TASK GOAL:
Copy every line of the records below word for word, with no changes.

"""

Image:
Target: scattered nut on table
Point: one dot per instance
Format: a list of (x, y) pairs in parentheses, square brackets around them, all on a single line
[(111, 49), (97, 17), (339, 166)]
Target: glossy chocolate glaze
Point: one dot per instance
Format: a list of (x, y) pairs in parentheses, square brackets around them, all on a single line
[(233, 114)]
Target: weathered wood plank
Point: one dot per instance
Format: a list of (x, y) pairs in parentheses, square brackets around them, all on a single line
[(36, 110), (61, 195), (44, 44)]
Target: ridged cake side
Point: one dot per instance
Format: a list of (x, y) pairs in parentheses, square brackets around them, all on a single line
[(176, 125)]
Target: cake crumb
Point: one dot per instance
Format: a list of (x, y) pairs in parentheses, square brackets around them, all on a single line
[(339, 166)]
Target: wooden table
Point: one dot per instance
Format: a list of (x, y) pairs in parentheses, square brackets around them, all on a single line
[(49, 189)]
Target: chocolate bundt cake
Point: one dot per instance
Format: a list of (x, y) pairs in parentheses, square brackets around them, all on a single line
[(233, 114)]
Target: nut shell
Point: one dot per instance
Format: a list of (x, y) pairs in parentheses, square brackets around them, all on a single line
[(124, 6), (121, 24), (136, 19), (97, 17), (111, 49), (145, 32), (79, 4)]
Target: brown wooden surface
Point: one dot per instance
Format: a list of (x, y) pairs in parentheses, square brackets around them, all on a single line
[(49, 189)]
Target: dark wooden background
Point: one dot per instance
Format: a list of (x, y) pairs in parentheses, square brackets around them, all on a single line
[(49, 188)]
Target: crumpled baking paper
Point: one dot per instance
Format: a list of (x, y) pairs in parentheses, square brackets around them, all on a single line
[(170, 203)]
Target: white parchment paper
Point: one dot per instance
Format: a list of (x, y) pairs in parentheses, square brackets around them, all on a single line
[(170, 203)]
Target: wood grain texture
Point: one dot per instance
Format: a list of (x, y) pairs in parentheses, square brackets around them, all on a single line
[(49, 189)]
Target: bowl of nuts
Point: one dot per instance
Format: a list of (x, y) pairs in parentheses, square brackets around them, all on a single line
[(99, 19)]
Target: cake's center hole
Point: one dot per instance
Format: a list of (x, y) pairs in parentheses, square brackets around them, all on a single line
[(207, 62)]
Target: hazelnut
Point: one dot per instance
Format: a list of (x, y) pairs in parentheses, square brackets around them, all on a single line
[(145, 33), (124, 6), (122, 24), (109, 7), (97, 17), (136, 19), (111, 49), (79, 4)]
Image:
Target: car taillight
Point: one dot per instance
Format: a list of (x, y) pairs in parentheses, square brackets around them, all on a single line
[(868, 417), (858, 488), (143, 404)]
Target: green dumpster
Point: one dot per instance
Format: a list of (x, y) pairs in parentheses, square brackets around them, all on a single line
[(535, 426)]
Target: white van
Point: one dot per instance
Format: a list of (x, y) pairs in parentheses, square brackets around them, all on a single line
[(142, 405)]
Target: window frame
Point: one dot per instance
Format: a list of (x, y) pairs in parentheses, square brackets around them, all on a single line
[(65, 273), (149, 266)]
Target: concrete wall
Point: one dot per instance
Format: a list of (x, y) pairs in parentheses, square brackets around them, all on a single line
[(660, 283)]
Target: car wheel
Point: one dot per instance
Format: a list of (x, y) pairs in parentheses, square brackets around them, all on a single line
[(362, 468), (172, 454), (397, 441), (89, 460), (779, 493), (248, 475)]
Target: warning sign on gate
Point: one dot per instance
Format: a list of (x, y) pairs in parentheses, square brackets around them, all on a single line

"""

RESPONSE FOR THIS EXERCISE:
Image:
Target: scattered nut on table
Point: one dot per instance
Format: a list of (x, y) pairs in parentheses, square brackets around them, all on a single line
[(111, 49), (97, 17), (339, 166)]
Target: glossy chocolate glaze
Point: one dot per instance
Format: a list of (x, y) pairs in parentheses, square brackets around them, all on a single line
[(233, 114)]
Target: weathered wood plank
Point: one dot per instance
Format: a list of (x, y) pairs in parentheses, square brackets around them, all on a single line
[(36, 110), (61, 195), (44, 44)]
Target: ridged cake side
Point: one dot per instance
Format: a list of (x, y) pairs in parentheses, square brackets around them, all on a single line
[(176, 125)]
Target: cake crumb
Point: one dot per instance
Format: a list of (x, y) pairs in parentheses, square brackets around them, all on a single line
[(339, 166)]
Target: wooden table
Point: one dot per instance
Format: a list of (x, y) pairs in parentheses, square brackets around them, all on a single line
[(49, 189)]
Target: chocolate bundt cake
Point: one dot per instance
Format: a list of (x, y) pairs in parentheses, square brackets around them, all on a single line
[(233, 114)]
Target: nut shell
Point: one dot per instance
Format: a list of (x, y) pairs in parentheses, square brackets around them, all on a single line
[(124, 6), (121, 24), (136, 19), (97, 17), (111, 49), (145, 32), (79, 4)]
Target: brown wooden surface
Point: one dot per instance
Format: a list of (x, y) pairs in parentheses, square brackets around them, all on a single line
[(49, 189)]
Target: dark wooden background
Point: one dot per instance
Format: a list of (x, y) pairs in parentheses, square brackets around them, all on a single line
[(49, 188)]
Target: crumpled baking paper
Point: one dot per instance
Format: a list of (x, y) pairs in parentheses, square brackets around them, all on a single line
[(170, 203)]
Target: white parchment paper
Point: one dot per instance
Format: a list of (x, y) pairs in parentheses, square brackets around them, all on a single line
[(170, 203)]
Target: wood grain texture
Point: one dot per instance
Format: a list of (x, y) pairs in parentheses, square brackets around them, all on a single line
[(49, 189)]
Target: bowl of nuts
Point: one dot per instance
Format: a list of (x, y) pairs in parentheses, square brackets around them, all on a single line
[(99, 19)]
Target: cake's center hole
Point: one dot per instance
Format: a list of (x, y) pairs in parentheses, square brackets around them, all on a single line
[(207, 62)]
Target: hazelnut
Point: one dot per instance
Format: a list of (x, y) pairs in parentheses, square brackets around them, all on a single line
[(145, 33), (124, 6), (122, 24), (109, 7), (97, 17), (136, 19), (111, 49), (79, 4)]
Image:
Target: car taillight
Point: one dot per instance
Format: a list of (x, y) pairs in parentheses, square brackets around them, all on a single line
[(868, 417), (858, 488), (143, 404)]
Target: green dumpster
Point: one dot per instance
Format: a list of (x, y) pairs in parentheses, square brackets around them, all on a single line
[(535, 426)]
Target: white van
Point: one dot per instance
Format: a list of (x, y) pairs in parentheses, square brackets around them, all on a single line
[(142, 405)]
Target: window frame
Point: one dot per instance
Format: a list of (x, y) pairs in parentheses, square brackets around them, all on a single line
[(65, 273), (149, 266)]
Target: concrete wall
Point: one dot per instance
Format: a list of (x, y) pairs in parentheses, square brackets around them, all on a single line
[(660, 283)]
Target: car wheel
Point: one dot per instance
Format: a list of (x, y) pairs in parentheses, square brackets around them, all on a single line
[(362, 468), (172, 454), (397, 441), (89, 460), (779, 493), (248, 475)]
Target: warning sign on gate
Point: one dot per instance
Format: a list of (x, y) pairs in parentheses, square brackets around them, all on a single line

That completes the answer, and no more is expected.